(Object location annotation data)
########################################

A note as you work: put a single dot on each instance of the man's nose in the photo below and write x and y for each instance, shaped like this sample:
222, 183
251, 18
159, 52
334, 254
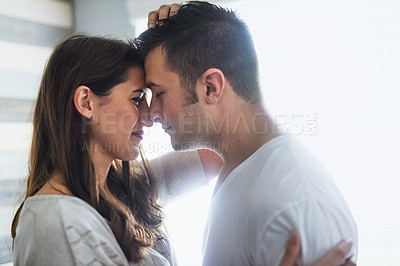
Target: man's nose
155, 111
144, 114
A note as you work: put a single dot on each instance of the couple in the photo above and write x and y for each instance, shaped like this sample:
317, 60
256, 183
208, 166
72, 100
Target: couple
87, 202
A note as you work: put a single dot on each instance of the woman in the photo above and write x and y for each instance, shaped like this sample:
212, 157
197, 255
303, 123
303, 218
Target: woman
84, 201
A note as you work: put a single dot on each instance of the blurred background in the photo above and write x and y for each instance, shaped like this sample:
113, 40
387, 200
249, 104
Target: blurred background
330, 72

########################################

__Set task__
Transcribe every entry above line for line, without changing a single character, and leave out the pictures.

__Answer to the problem__
A note as you work: put a single dot on each instance of the man's nose in the photo below and write x and y for each instance, shaped like this sample:
222, 183
251, 18
159, 52
334, 254
Target: man's nose
155, 111
144, 114
A note as you work: put a single dot on each instance of the couple in the photo above and write x and y for each instance, shaped like this sample:
317, 60
256, 183
208, 166
72, 100
Target: couple
87, 202
A note as you work: put a single dot on each instance of the woman in the photo above and write x and y for each instance, shaped like this sample:
212, 157
197, 255
303, 123
303, 218
Target: woman
84, 201
A note as you work: put a single dot on each instance of the blurred background in the photo above and write x and y for each instance, shaped like this sample:
113, 40
387, 200
249, 104
Target: blurred background
330, 72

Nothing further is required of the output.